» **Given task**:
Pick out and copy every line in the rows below that contains the word "trousers". Case counts.

» **Saved entries**:
━━━━━━━━

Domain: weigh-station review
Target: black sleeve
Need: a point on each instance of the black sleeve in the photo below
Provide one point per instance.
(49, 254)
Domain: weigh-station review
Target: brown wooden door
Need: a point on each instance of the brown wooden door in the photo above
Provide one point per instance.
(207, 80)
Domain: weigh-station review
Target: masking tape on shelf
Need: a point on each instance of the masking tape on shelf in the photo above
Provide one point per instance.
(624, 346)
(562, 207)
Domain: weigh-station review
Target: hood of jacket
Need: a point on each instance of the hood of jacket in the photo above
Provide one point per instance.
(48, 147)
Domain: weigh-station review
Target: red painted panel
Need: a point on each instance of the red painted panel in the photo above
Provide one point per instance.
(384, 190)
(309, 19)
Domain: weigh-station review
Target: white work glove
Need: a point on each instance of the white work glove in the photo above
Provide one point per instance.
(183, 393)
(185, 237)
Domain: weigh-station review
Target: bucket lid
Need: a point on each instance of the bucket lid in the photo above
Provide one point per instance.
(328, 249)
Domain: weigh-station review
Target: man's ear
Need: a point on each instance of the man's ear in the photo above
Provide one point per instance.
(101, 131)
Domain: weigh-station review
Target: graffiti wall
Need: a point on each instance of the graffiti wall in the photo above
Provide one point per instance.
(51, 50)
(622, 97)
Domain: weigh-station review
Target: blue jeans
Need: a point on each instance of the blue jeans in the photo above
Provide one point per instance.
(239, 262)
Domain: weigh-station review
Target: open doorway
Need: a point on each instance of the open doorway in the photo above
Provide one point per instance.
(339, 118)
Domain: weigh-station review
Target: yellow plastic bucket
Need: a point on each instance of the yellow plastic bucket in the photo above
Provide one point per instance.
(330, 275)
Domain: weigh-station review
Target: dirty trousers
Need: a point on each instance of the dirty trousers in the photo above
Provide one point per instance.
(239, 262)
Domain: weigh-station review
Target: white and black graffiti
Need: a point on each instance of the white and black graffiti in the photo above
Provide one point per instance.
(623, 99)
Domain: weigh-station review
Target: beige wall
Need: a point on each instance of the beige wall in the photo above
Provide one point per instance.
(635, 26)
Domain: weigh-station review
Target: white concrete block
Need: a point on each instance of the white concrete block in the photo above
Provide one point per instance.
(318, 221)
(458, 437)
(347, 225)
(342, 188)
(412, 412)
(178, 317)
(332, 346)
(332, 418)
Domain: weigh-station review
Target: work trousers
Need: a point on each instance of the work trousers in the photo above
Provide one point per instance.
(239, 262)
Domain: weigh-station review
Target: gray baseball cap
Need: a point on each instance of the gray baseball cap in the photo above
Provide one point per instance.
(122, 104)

━━━━━━━━

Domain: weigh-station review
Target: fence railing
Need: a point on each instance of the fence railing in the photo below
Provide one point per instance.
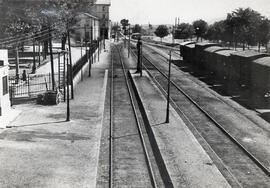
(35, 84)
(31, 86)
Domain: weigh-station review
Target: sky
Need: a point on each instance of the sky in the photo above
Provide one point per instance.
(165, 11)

━━━━━━━━

» **Expected answer**:
Target: dirty trousers
Need: a point on each instance of the dirty trousers in the photo above
Target: work trousers
Need: a point on each instance of the work trousers in the photo above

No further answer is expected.